Records to process START

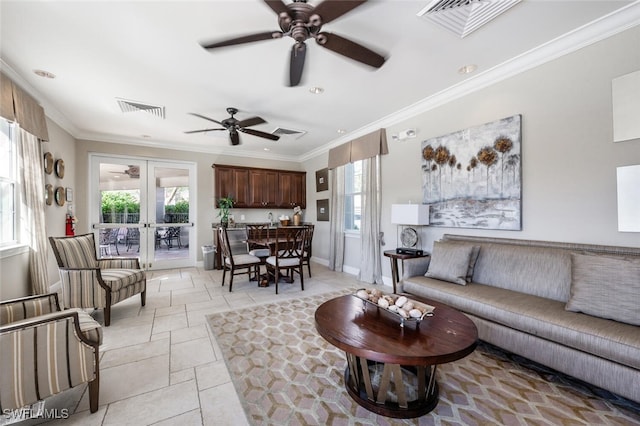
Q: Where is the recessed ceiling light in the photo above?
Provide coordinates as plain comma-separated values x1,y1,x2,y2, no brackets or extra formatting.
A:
309,87,324,94
263,148,271,151
33,69,56,79
141,134,151,139
337,129,346,134
458,64,477,75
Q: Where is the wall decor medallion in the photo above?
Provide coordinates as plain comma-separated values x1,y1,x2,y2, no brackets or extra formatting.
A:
54,159,65,178
45,184,53,205
54,186,66,206
421,114,522,230
44,152,54,174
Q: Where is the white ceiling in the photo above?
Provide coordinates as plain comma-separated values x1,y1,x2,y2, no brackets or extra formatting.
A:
1,1,638,162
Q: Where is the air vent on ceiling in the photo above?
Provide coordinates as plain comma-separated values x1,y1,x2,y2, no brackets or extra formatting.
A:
417,0,521,38
271,127,307,140
116,98,166,119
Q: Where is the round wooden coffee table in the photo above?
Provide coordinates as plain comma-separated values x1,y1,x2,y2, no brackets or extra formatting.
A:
315,294,478,419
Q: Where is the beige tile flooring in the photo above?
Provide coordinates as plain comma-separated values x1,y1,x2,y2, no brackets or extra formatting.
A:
27,263,362,426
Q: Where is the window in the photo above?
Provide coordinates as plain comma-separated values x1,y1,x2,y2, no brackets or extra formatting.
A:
344,160,362,232
0,118,17,247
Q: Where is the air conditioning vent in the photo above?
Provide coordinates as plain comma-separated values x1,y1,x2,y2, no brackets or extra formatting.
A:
417,0,521,38
271,127,307,139
116,98,166,119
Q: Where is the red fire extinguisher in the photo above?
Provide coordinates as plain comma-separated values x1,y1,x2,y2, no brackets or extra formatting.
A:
65,214,75,236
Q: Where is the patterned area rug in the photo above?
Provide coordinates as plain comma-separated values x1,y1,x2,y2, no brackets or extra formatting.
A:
207,290,640,425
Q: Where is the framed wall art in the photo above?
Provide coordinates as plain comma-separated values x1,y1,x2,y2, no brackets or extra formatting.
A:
317,199,329,221
421,114,522,230
316,168,329,192
44,152,54,174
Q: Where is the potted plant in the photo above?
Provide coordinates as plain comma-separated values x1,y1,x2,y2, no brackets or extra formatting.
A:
217,196,234,227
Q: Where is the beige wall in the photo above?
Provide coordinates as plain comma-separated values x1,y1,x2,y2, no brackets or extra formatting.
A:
303,26,640,280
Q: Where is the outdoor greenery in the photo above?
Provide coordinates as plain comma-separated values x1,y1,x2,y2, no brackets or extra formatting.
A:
101,191,140,214
165,200,189,214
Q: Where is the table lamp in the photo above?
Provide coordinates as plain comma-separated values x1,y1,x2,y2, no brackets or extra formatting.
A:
391,204,430,255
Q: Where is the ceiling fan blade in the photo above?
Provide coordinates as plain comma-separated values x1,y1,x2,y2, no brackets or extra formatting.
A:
237,116,266,128
184,128,226,134
316,32,385,68
188,112,225,126
289,42,306,87
311,0,367,25
240,128,280,141
263,0,289,17
230,130,240,146
201,31,283,49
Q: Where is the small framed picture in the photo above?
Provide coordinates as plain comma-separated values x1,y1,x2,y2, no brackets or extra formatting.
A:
316,168,329,192
317,199,329,221
65,187,73,202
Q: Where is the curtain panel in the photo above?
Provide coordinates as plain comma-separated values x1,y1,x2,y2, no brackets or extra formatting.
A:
18,128,49,295
328,166,345,272
358,156,383,284
0,72,49,141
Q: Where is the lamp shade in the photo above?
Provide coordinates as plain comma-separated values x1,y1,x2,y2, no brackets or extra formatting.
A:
391,204,430,225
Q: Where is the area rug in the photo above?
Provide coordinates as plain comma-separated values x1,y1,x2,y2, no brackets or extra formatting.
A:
207,290,640,425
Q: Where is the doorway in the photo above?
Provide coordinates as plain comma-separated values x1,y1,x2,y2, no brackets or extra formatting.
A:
90,154,196,270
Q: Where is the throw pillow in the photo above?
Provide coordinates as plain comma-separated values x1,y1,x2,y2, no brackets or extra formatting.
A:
425,241,475,285
566,252,640,326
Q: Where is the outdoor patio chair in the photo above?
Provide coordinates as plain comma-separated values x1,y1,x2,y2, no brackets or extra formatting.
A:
0,293,102,413
49,233,146,326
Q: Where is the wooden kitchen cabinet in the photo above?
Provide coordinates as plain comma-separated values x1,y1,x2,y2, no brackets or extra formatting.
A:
213,165,249,207
249,169,278,207
213,164,306,209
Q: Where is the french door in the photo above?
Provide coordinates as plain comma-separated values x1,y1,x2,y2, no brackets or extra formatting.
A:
90,154,196,270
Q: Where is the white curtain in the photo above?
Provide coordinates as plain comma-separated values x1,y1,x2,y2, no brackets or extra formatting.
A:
358,156,383,284
18,128,49,295
328,166,345,271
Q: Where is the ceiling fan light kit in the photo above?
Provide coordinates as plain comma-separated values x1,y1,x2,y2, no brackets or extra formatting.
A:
201,0,386,87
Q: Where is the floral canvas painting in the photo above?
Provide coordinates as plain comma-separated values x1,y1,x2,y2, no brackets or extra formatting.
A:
421,115,522,230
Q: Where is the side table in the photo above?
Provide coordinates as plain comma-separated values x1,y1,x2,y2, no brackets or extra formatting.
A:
384,250,430,293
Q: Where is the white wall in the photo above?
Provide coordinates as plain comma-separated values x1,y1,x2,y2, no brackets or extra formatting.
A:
305,26,640,280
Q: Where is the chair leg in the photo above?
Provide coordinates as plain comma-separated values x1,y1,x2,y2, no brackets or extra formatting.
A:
307,262,312,277
275,268,279,294
104,305,111,327
88,376,99,413
222,267,227,287
229,268,234,292
141,290,146,306
300,266,304,291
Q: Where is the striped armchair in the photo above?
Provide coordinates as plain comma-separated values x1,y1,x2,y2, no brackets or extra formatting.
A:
49,233,146,326
0,293,101,413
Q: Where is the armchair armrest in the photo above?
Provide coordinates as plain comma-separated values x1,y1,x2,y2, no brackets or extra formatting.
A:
0,293,61,325
99,258,141,269
0,310,100,411
58,268,109,309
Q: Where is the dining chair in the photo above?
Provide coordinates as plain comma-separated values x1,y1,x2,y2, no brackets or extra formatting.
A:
218,227,263,292
49,233,146,326
246,223,272,259
302,224,315,277
265,226,309,294
1,293,102,413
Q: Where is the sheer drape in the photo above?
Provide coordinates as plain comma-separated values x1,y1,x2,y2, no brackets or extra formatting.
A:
18,128,49,295
328,166,345,271
358,156,383,284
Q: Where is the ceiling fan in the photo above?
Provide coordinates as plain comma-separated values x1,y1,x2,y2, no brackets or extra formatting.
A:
201,0,386,86
109,165,140,179
185,107,280,146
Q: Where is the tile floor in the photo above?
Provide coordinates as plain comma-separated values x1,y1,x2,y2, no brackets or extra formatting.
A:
15,262,363,426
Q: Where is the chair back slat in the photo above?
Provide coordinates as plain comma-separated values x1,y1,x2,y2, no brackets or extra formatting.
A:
275,226,307,259
49,233,98,268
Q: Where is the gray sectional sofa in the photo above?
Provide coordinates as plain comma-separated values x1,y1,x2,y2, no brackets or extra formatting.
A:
398,234,640,403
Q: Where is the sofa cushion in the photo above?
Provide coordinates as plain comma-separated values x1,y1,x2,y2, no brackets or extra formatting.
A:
470,243,571,302
566,253,640,326
425,241,474,285
402,276,640,371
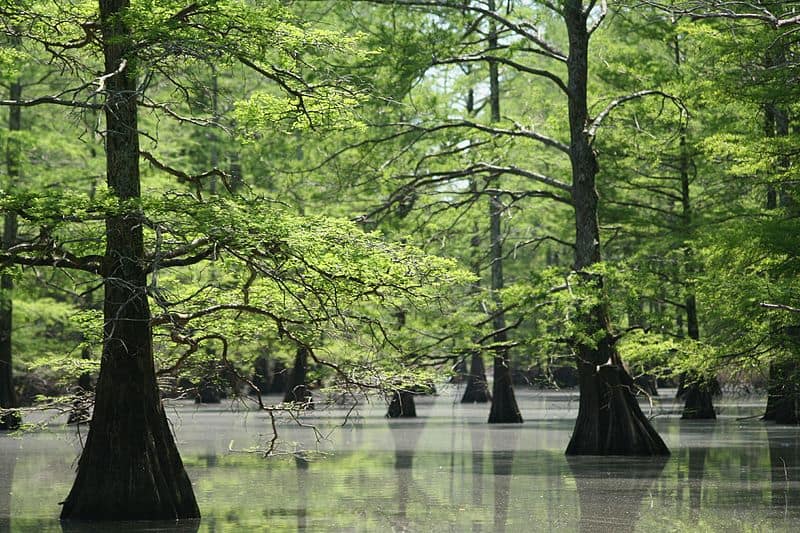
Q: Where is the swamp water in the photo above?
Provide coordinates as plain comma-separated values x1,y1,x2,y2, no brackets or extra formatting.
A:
1,389,799,532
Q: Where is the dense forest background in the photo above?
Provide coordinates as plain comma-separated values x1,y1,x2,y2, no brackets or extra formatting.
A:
0,0,798,521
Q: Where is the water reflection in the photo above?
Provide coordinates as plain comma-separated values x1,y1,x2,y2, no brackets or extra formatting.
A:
470,424,485,533
767,425,800,519
5,391,800,531
567,456,668,533
59,520,200,533
390,419,424,532
678,420,713,515
295,455,309,531
490,429,518,532
0,439,17,533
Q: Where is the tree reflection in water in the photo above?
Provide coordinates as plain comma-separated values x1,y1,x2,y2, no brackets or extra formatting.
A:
490,428,518,532
0,438,16,533
390,418,425,531
678,420,713,516
767,425,800,521
567,456,667,533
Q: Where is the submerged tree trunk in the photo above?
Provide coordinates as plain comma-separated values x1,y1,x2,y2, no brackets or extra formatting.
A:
60,0,199,520
675,109,717,418
270,359,289,394
485,1,522,425
462,350,491,403
564,2,668,455
486,193,521,423
764,358,800,425
252,354,270,394
0,74,21,431
387,390,416,418
283,346,313,408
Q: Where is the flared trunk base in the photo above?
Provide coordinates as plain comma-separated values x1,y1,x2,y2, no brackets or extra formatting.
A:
566,364,669,455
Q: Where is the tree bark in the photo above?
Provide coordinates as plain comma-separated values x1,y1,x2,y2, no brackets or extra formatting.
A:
564,1,668,455
461,349,491,403
678,126,717,419
270,359,289,394
387,390,417,418
60,0,199,520
284,346,313,408
485,0,521,424
0,73,21,431
487,195,522,423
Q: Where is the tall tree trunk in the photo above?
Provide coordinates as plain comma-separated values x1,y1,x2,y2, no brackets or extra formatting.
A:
678,127,717,420
0,72,21,431
564,1,668,455
487,193,521,423
60,0,199,520
486,0,522,424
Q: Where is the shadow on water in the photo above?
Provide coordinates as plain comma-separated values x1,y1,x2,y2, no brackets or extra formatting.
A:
567,455,668,533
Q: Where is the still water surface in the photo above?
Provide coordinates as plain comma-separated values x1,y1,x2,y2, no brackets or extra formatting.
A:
1,388,799,532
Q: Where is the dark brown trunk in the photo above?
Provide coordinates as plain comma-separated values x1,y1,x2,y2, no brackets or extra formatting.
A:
284,346,313,408
0,74,21,431
487,195,522,423
765,358,800,424
461,350,491,403
270,359,289,394
60,0,199,520
67,346,93,425
387,390,416,418
252,354,271,394
679,129,717,419
681,376,717,420
485,5,521,422
564,1,668,455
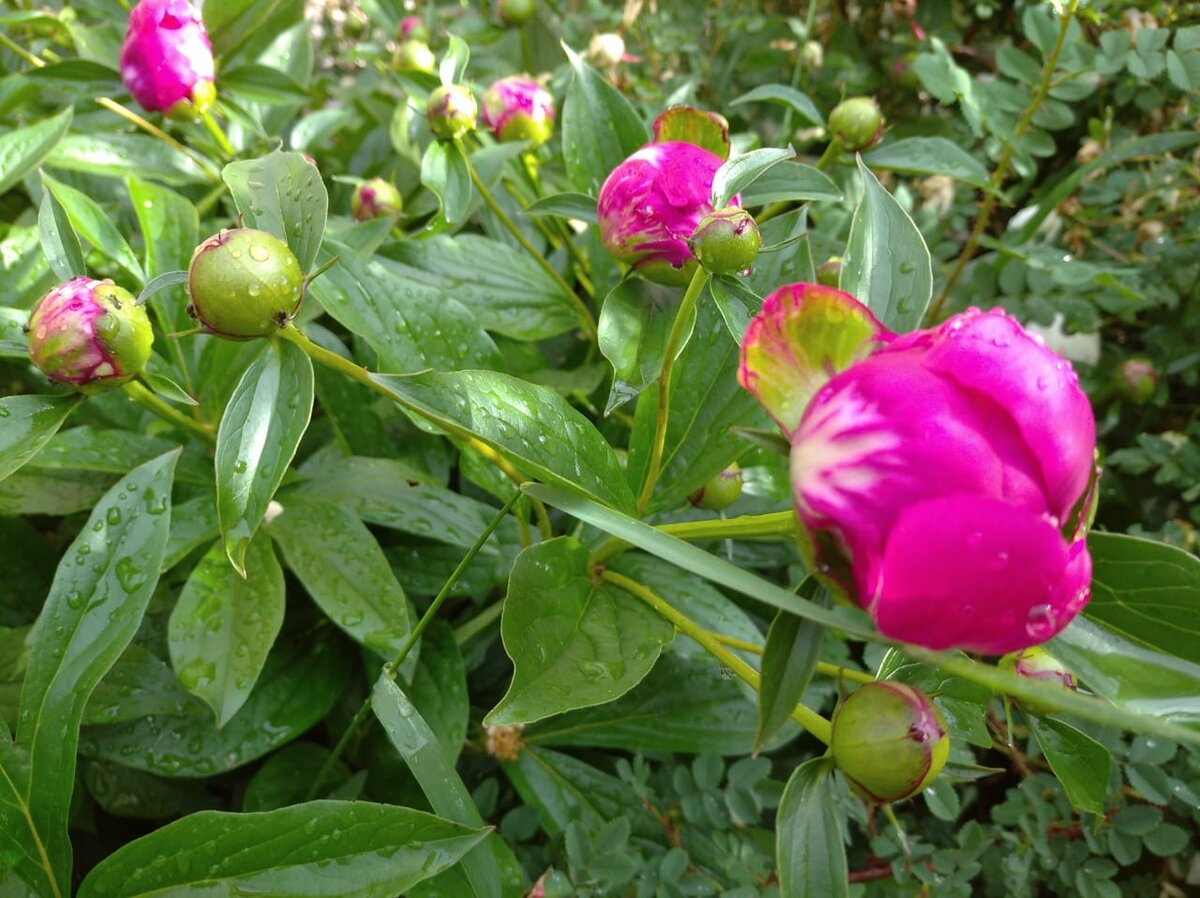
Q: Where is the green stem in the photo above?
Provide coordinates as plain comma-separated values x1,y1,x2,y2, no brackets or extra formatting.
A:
195,181,230,218
122,380,214,443
454,598,504,645
707,632,876,685
456,139,597,338
927,0,1080,321
201,109,235,158
590,510,797,565
635,267,711,514
307,492,521,800
814,139,841,172
602,569,832,745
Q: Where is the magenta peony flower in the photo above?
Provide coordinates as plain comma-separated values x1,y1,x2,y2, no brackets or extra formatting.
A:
119,0,215,116
597,141,728,286
480,76,555,147
739,284,1097,655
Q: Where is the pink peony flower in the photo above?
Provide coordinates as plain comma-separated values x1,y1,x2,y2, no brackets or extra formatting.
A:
597,141,728,286
480,76,555,147
739,284,1097,655
119,0,215,116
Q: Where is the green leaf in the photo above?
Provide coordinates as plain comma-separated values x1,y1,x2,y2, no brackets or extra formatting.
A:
241,743,350,812
11,450,178,895
439,34,470,85
26,59,120,88
502,745,640,838
203,0,293,59
597,279,677,413
373,677,506,898
522,191,599,224
486,538,673,726
308,246,502,373
370,370,636,513
82,759,216,820
0,308,30,358
1029,717,1110,816
712,147,796,209
220,64,310,104
0,107,71,196
730,84,823,127
560,43,649,196
841,157,933,332
863,137,990,188
267,498,416,660
407,619,469,762
84,644,205,727
223,149,328,273
421,140,472,225
47,133,211,186
41,173,145,283
77,800,489,898
38,181,85,281
739,163,841,206
380,235,579,340
215,339,314,574
128,178,199,278
757,590,826,752
776,757,849,898
27,427,207,485
168,535,286,727
0,395,80,485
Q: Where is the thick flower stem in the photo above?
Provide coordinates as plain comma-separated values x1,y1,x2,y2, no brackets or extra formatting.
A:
455,139,597,339
927,0,1080,321
635,266,712,514
122,380,215,444
306,493,521,801
590,510,797,565
201,109,235,159
601,568,833,745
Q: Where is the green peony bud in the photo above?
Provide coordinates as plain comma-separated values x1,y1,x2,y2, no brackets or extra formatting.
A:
1114,358,1158,405
352,178,404,221
1000,646,1077,715
187,228,304,340
816,256,842,288
427,84,478,140
394,39,436,74
27,277,153,393
828,96,884,151
690,208,761,275
830,682,949,802
689,463,744,511
496,0,536,26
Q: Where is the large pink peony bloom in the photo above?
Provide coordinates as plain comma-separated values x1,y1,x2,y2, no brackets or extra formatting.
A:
119,0,215,116
740,284,1097,655
596,141,727,286
481,76,555,147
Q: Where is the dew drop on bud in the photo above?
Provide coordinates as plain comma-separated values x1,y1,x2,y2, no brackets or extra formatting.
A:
1024,603,1057,640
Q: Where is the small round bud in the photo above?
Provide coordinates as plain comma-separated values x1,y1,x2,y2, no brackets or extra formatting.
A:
1114,358,1157,404
828,96,884,151
816,256,842,288
27,277,153,392
691,208,761,275
496,0,536,27
427,85,478,140
799,40,823,68
830,682,949,802
187,228,304,340
398,15,431,44
689,463,743,511
588,32,625,69
481,76,555,147
352,178,403,221
394,39,436,74
1000,646,1077,715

Records to process END

_Exercise description_. Which of the lines above carry the string "small"? Copy every one.

_Solution for this exercise_.
Q: Where is the small framed picture in the photo above?
Q: Where is the small round bud in the photo above?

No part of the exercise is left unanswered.